» **Текст страницы**
####

С тех пор главным источником заработка Васнецова стали рисунки для гравюры. Темы вначале давали издатели и редакторы тех журналов, которые печатались в заведении Ильина. Но вскоре Васнецов стал предлагать сюжеты на свои темы. Выполнялись они мастерски, их охотно принимали.

Одно время художник увлекся изготовлением деревянных клише. Вначале он, конечно, внимательно присматривался, как выделывают их граверы, а потом научился и сам. Руки у него были ловкие и, как у большинства вятичей, поистине золотые.

Прежде всего он понял, что для быстрого печатания гравюр, то есть для получения типографских оттисков с клише, необходимо, чтобы эти клише были такие же выпуклые, как буквы типографского набора. Нужно также, чтобы все выпуклости находились в одной плоскости.

На совершенно гладкой, отшлифованной, распиленной по торцу дощечке, «деревяшке», делался рисунок. И вот Васнецов наблюдал, как гравер резцом углублял поверхность дерева между штрихами рисунка. При этом мастер старался сохранить все особенности карандашного или чернильного штриха. Горе бывало тому граверу, который делал резьбу на «деревяшке» недостаточно точно: тогда безбожно искажался подлинник, и даже прекрасный рисунок становился грубым и безвкусным. Но как оживал рисунок на бумаге, если «деревяшка» побывала в руках настоящего художника!

Прошло еще немного времени, и Васнецов не хуже заправского мастера работал инструментом, быстро ворочал из стороны в сторону «деревяшку»; из-под резца его выбегали колечками тонкие стружки. Гравер из него получился хоть куда.

У Ильина Васнецов познакомился н с литографским делом, с многоцветной печатью, которой славилось заведение.

Овладев литографией и граверной техникой, Васнецов все меньше и меньше занимается малоинтересными для него копиями — перерисовками на «деревяшки» чужих рисунков. С наибольшим удовольствием берет он заказы на иллюстрирование сказок.

####

» **Задание a**
Повторите записи без изменений: всё от строки, в которой есть «line as [238,266].», до самого конца записей.

####

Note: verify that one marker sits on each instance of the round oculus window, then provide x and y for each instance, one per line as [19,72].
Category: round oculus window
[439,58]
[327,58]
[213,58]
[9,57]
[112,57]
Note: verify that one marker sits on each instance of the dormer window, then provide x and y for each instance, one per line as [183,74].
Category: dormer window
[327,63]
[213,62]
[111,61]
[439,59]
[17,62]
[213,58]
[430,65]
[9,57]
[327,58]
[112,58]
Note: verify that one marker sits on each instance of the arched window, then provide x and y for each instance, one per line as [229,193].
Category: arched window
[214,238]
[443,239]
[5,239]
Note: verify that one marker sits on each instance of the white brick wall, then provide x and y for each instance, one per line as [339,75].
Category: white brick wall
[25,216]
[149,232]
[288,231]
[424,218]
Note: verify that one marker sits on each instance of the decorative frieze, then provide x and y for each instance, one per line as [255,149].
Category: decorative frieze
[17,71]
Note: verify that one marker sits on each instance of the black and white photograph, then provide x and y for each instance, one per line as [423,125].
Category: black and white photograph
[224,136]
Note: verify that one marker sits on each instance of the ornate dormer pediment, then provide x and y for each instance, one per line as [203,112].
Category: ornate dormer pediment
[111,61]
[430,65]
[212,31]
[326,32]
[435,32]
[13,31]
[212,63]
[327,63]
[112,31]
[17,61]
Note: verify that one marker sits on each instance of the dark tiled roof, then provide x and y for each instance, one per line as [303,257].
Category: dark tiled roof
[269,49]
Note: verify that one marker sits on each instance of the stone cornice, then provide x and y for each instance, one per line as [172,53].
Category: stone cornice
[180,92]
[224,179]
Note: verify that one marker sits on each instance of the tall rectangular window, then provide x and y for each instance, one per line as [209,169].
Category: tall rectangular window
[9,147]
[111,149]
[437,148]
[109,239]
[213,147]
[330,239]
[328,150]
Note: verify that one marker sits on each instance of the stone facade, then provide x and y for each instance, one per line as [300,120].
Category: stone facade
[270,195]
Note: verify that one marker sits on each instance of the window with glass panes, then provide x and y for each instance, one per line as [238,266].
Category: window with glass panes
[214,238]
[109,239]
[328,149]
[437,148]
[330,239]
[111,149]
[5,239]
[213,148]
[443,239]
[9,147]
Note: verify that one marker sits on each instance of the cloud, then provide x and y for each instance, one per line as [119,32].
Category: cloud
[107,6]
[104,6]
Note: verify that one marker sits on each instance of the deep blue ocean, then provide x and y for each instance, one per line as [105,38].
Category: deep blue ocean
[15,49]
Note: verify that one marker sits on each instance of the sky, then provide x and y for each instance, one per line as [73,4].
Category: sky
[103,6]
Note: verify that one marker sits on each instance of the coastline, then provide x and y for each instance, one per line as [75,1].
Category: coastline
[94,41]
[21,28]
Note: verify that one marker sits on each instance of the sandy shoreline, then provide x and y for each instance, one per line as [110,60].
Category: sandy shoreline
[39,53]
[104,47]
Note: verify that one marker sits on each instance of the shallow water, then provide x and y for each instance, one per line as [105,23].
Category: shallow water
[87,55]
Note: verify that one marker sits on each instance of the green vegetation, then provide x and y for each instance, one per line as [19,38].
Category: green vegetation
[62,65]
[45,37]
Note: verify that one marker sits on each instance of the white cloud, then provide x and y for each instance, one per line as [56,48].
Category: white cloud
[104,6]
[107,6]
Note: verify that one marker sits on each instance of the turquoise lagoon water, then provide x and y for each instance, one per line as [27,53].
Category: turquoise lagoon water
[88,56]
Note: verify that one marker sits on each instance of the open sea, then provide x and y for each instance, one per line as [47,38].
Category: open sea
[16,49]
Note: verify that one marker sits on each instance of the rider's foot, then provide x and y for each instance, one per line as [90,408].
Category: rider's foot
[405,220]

####

» **Задание b**
Изложите отрывок о Васнецове в двух предложениях.

» **Полное решение a**
Note: verify that one marker sits on each instance of the window with glass panes, then provide x and y for each instance, one per line as [238,266].
Category: window with glass panes
[214,238]
[109,239]
[328,149]
[437,148]
[330,239]
[111,149]
[5,239]
[213,148]
[443,239]
[9,147]
Note: verify that one marker sits on each instance of the cloud, then provide x and y for each instance, one per line as [119,32].
Category: cloud
[107,6]
[104,6]
Note: verify that one marker sits on each instance of the deep blue ocean, then provide x and y for each instance, one per line as [105,38].
Category: deep blue ocean
[15,49]
Note: verify that one marker sits on each instance of the sky, then provide x and y for each instance, one per line as [73,4].
Category: sky
[103,6]
Note: verify that one marker sits on each instance of the coastline, then provide x and y for each instance, one per line as [75,1].
Category: coastline
[94,41]
[21,28]
Note: verify that one marker sits on each instance of the sandy shoreline, then provide x and y for each instance, one per line as [110,60].
Category: sandy shoreline
[39,53]
[104,47]
Note: verify that one marker sits on each instance of the shallow water, then provide x and y for each instance, one per line as [105,23].
Category: shallow water
[87,55]
Note: verify that one marker sits on each instance of the green vegetation, then provide x and y for each instance, one per line as [19,38].
Category: green vegetation
[62,65]
[45,37]
Note: verify that one marker sits on each instance of the white cloud, then provide x and y for each instance, one per line as [56,48].
Category: white cloud
[104,6]
[107,6]
Note: verify that one marker sits on each instance of the turquoise lagoon water, then provide x and y for each instance, one per line as [27,53].
Category: turquoise lagoon water
[88,56]
Note: verify that one marker sits on each instance of the open sea, then provide x and y for each instance, one per line as [47,38].
Category: open sea
[16,49]
Note: verify that one marker sits on each instance of the rider's foot, then provide x and y for each instance, one per line as [90,408].
Category: rider's foot
[405,220]

» **Полное решение b**
Главным заработком Васнецова стали рисунки для гравюры, а со временем он сам научился делать деревянные клише и стал умелым гравером. Освоив у Ильина литографию и граверную технику, он всё реже брался за копии чужих рисунков и охотнее всего иллюстрировал сказки.